WHAT IS NEEDED: In the rows below, swap every "thickest part" for "widest part". Return all the rows with nothing else changed.

____________

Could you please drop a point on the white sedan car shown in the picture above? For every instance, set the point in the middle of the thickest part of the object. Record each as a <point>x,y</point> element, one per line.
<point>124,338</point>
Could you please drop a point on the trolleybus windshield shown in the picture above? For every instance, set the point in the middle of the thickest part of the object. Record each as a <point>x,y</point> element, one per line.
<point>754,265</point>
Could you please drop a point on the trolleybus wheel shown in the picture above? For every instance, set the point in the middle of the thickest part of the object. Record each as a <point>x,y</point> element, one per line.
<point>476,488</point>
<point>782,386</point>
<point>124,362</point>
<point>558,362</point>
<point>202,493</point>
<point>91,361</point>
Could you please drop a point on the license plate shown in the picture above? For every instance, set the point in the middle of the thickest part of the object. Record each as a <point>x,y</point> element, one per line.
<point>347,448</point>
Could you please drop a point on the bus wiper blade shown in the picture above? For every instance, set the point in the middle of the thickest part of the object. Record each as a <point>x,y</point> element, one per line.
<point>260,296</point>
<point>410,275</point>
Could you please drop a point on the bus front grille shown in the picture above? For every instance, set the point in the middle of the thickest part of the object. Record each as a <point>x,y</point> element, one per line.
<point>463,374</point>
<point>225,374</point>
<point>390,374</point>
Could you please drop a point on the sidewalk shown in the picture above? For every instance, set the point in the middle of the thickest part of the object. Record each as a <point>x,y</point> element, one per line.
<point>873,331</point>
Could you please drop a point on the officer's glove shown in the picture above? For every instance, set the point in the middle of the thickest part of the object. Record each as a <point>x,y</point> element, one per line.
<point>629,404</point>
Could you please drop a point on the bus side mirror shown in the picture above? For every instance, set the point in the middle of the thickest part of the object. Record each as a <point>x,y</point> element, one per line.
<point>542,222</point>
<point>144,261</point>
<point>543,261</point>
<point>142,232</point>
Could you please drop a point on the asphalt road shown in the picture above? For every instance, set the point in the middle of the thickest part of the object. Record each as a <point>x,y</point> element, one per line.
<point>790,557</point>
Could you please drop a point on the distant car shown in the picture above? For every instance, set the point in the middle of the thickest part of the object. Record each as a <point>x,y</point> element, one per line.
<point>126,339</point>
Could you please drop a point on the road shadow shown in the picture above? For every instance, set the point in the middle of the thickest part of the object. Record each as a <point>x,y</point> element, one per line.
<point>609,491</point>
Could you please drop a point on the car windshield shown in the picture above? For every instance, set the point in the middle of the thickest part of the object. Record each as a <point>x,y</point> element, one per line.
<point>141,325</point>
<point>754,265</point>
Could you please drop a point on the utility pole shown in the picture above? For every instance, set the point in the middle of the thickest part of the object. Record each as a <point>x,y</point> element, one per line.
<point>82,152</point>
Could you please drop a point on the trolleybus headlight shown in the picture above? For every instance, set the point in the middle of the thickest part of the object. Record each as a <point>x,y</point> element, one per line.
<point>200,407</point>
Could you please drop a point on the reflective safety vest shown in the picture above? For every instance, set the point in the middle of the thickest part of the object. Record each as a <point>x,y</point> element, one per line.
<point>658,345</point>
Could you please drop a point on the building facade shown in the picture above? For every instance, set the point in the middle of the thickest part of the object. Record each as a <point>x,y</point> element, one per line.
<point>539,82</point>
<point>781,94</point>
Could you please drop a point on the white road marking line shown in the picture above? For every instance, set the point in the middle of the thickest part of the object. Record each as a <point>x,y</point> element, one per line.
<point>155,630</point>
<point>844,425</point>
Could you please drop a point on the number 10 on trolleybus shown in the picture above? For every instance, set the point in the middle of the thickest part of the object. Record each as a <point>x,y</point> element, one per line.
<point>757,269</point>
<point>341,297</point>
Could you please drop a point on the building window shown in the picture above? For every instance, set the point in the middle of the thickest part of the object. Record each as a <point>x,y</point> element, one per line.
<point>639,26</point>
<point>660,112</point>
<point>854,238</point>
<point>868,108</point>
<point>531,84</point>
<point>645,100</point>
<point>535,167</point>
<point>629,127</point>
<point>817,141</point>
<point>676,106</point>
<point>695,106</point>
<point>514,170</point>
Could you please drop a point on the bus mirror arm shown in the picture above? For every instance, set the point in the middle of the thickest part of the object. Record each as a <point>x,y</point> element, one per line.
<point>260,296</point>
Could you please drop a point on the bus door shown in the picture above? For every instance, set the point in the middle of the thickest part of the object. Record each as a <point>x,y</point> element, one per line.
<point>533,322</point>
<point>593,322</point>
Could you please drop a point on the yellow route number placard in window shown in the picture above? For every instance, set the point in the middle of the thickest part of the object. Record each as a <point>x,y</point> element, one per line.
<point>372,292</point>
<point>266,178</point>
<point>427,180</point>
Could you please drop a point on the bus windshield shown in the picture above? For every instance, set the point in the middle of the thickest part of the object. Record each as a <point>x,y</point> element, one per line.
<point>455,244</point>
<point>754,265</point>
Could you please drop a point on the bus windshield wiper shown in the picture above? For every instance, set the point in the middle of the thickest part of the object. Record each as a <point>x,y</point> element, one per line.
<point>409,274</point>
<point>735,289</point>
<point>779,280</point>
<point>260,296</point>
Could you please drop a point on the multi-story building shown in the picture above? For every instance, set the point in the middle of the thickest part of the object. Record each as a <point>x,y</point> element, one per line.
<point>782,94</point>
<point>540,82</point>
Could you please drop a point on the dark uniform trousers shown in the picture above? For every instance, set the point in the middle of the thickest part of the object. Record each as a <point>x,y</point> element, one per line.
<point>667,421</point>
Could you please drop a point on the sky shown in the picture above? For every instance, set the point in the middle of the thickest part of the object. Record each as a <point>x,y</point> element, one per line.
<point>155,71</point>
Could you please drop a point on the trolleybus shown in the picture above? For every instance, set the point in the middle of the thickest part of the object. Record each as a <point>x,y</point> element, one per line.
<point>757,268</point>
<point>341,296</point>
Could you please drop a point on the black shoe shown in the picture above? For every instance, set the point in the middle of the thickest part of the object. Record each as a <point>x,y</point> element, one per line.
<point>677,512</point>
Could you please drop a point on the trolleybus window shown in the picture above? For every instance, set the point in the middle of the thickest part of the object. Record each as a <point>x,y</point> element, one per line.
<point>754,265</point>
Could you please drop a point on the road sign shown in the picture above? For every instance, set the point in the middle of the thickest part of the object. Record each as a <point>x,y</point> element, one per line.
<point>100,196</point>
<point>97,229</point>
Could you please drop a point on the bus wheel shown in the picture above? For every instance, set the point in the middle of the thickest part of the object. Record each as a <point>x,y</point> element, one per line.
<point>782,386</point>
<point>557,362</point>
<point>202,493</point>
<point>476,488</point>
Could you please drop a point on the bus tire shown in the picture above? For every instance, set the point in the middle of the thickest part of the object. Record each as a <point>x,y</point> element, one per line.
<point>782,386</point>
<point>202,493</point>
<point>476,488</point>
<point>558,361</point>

____________

EXERCISE OUTPUT:
Could you please drop a point on the white sedan car shown in the picture above? For every instance, set the point in the middle of the widest part of the object. Record each as a <point>x,y</point> element, one per line.
<point>124,338</point>
Could you please drop a point on the trolleybus windshield shown in the picture above? For every instance, set the point in the middle of the widest part of the object. Record each as a <point>x,y</point> element, one per line.
<point>754,265</point>
Could you please drop a point on the trolleybus wheel shown in the picture above? For every instance, set the point in the middle of the widest part of the object. Record each as a <point>x,y</point> element, one per line.
<point>476,488</point>
<point>782,386</point>
<point>124,362</point>
<point>558,362</point>
<point>202,493</point>
<point>91,361</point>
Could you please drop a point on the license plate shown in the picture above? For every instance, set the point in the middle of the widest part of the object. Record each as a <point>x,y</point> element, one per line.
<point>347,448</point>
Could you please drop a point on the bus wiper blade shown in the picture above? For every instance, set the point in the middle of the widest part of the object. Record each as a <point>x,y</point> element, one per line.
<point>260,296</point>
<point>410,275</point>
Could you please drop a point on the bus front grille shown in the picture above? For every instance, set the point in the middle of the widest part of the object. Record each as a <point>x,y</point> element, one per line.
<point>463,374</point>
<point>225,374</point>
<point>390,374</point>
Could you please drop a point on the sidewalk shown in the picture above? For every instance, set the point in the middle of the widest part of the object. Record each as a <point>x,y</point> element, one per line.
<point>873,331</point>
Could you please drop a point on the officer's glove shown in the picture above? For every instance, set the point in the middle of the widest part of the object. Record each as a <point>x,y</point> element, one per line.
<point>629,404</point>
Could you please drop a point on the bus side mirror shown in the picture above? For every instance, set the point in the middle of the widest part of the object. Record each as a <point>x,y</point> element, one per line.
<point>542,222</point>
<point>144,261</point>
<point>543,261</point>
<point>142,232</point>
Could you please drop a point on the asphalt road shown in the picture above? For every instance, set the point in the middle of the widest part of the object. Record each as a <point>x,y</point> element, one per line.
<point>790,557</point>
Could you please drop a point on the distant car shown in the picture above? For every instance, set the point in the middle of the widest part of the object. Record each as a <point>x,y</point> element, one per line.
<point>126,339</point>
Could you please drop a point on the road shadow shown in the picture above? For every instance, set the point in the middle of the widest part of the object. Record each as a <point>x,y</point> element, one per line.
<point>609,491</point>
Could you please drop a point on the car windshield shown in the picture above? For every instance, set the point in the middle of the widest part of the object. Record each as a <point>x,y</point> element, one per line.
<point>141,325</point>
<point>754,265</point>
Could you please drop a point on the utility pole shown in the picture above? For every instance, set the point in the middle of the widest part of the object. Record each as a <point>x,y</point> element, one per line.
<point>82,152</point>
Could you please drop a point on the trolleybus headlight shown in the picture above? For every instance, set the point in the middle of the widest part of the object. Record each as a <point>x,y</point> element, one per line.
<point>200,407</point>
Could you please drop a point on the reflective safety vest shown in the picture above? For every instance, set the point in the middle of the widest part of the object. Record each as a <point>x,y</point> element, one per line.
<point>658,345</point>
Could you please drop a point on the building facade shown in the picture above? For every instance, set the point in the middle of the widest part of the object. Record each as a <point>x,y</point> element, one per line.
<point>539,82</point>
<point>781,94</point>
Could you please drop a point on the white road marking line shown in the picture above? For every instance, set the point in the middle of the widest part of the object. Record each as a <point>x,y</point> element, one per line.
<point>155,630</point>
<point>844,425</point>
Could you please drop a point on the number 10 on trolleybus shown in the picture above? For every instance, set the point in the middle of the widest part of the object. Record each as a <point>x,y</point> element, one per line.
<point>757,269</point>
<point>341,297</point>
Could you please drop a point on the building window shown in the picture above? For every instance, set the point in the middle of the widest part of the object. Record each as a <point>x,y</point> element, one per line.
<point>639,26</point>
<point>660,112</point>
<point>854,238</point>
<point>868,108</point>
<point>531,84</point>
<point>645,100</point>
<point>535,167</point>
<point>629,127</point>
<point>817,141</point>
<point>676,106</point>
<point>695,106</point>
<point>514,170</point>
Could you please drop a point on the bus mirror arm shown in the picture above? For every instance, set the point in the middle of the widest part of the object. Record each as a <point>x,y</point> element, one per line.
<point>260,296</point>
Could you please drop a point on the bus door shown in the picture above? For every instance, set the point in the middle of the widest part of the object. Record each as a <point>x,y</point> element, one per line.
<point>533,322</point>
<point>593,322</point>
Could you please drop a point on the yellow route number placard in window shown in the picture above? For every instance, set the point in the middle of the widest part of the object. Record each as a <point>x,y</point> element, one per line.
<point>372,292</point>
<point>266,178</point>
<point>427,180</point>
Could you please drop a point on the bus windshield shown in the picture above? For every instance, set the point in the middle of the widest part of the object. Record each as a <point>x,y</point> element, one per line.
<point>455,244</point>
<point>754,265</point>
Could you please drop a point on the bus windshield wiper shown in the picture above? For every instance, set the point in the middle of the widest part of the object. Record each as a <point>x,y</point> element, one per line.
<point>409,274</point>
<point>735,289</point>
<point>779,280</point>
<point>260,296</point>
Could you please drop a point on the multi-story building shown in the picture above? For every instance, set the point in the middle of the widest part of the object. Record each as a <point>x,y</point> element, one per line.
<point>782,94</point>
<point>540,82</point>
Could you please drop a point on the dark uniform trousers shown in the picture above? For every instance, set the point in the middle of the widest part of the object. Record each as a <point>x,y</point> element, one per line.
<point>667,421</point>
Could you please drop a point on the sky shown in the picture above? For every instance, set the point in the middle of the widest part of the object. Record each as a <point>x,y</point> element, one per line.
<point>155,71</point>
Could you please drop a point on the trolleybus shown in the picture above? For every instance, set the point in the middle of the widest part of the object. Record each as a <point>x,y</point> element, one per line.
<point>757,268</point>
<point>341,296</point>
Could you please drop a point on the black shoe shown in the picture above? For every instance, set the point in the middle of the widest part of the object. Record each as a <point>x,y</point> element, one per line.
<point>677,512</point>
Could you please drop a point on the trolleybus window shown in the picture above? For every instance, set the point in the middle of the widest part of the object. Record each as a <point>x,y</point> element, one per line.
<point>754,265</point>
Could you please drop a point on the road sign shown in the picture above? For every instance, set the point in the middle of the widest part of the object. Record each as a <point>x,y</point> element, one per line.
<point>100,196</point>
<point>97,229</point>
Could you please drop a point on the bus wheel shown in the picture above? For every instance, set the point in the middle of the widest part of the object. Record each as a <point>x,y</point> element, one per line.
<point>782,386</point>
<point>557,362</point>
<point>202,493</point>
<point>476,488</point>
Could you please drop a point on the bus tire shown in the picture above? For every instance, set the point in the middle of the widest part of the object. Record each as a <point>x,y</point> element, one per line.
<point>782,386</point>
<point>202,493</point>
<point>476,488</point>
<point>558,361</point>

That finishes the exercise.